Tod des Talibanchefs Mullah Omar: Strategisch platzierte Todesnachricht

Offenbar sollte die Kunde vom Tod Mullah Omars die Verhandlungsposition der Taliban schwächen. Sein Nachfolger spielt da nicht mit.

Trauergebet für den verstorbenen Mullah Omar im pakistanischen Peschawar.

Trauergebet für den verstorbenen Mullah Omar im pakistanischen Peschawar. Foto: reuters

KABUL taz | Nach fast zwei Tagen Schweigens haben die Taliban zugegeben, dass ihr Gründer und oberster Führer Mullah Muhammad Omar Mudschahed gestorben ist – und das schon vor einiger Zeit. Die Erklärung, die sie Freitagvormittag auf ihre Webseite stellten, trägt aber wenig zur Erhellung der Umstände bei. Er sei „einer Krankheit erlegen“, heißt es schlicht, die Familie habe das bestätigt.

- Aufgabe 1 -
Woran ist Mullah Omar laut der Erklärung der Taliban im Artikel über seinen Tod gestorben?
- Aufgabe 2 -
Gib aus dem Artikel über Mullah Omars Tod den Wortlaut von „Tod des Talibanchefs“ bis einschließlich „da nicht mit.“ unverändert wieder.
Die Einträge stehen in keinem Zusammenhang mit dem Artikel.

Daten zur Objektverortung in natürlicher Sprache
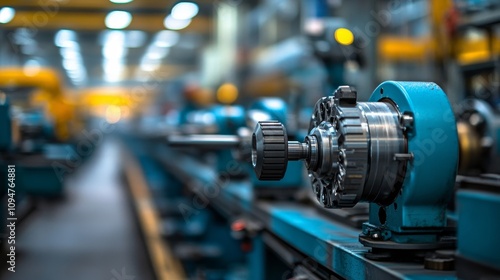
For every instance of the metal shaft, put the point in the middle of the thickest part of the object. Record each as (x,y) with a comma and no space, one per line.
(297,150)
(204,141)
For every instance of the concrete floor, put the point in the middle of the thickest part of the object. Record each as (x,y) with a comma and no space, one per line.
(90,234)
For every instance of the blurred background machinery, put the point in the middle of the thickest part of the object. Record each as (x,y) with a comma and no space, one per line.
(262,139)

- Lösung 1 -
Er sei einer Krankheit erlegen.

- Lösung 2 -
Tod des Talibanchefs Mullah Omar: Strategisch platzierte Todesnachricht

Offenbar sollte die Kunde vom Tod Mullah Omars die Verhandlungsposition der Taliban schwächen. Sein Nachfolger spielt da nicht mit.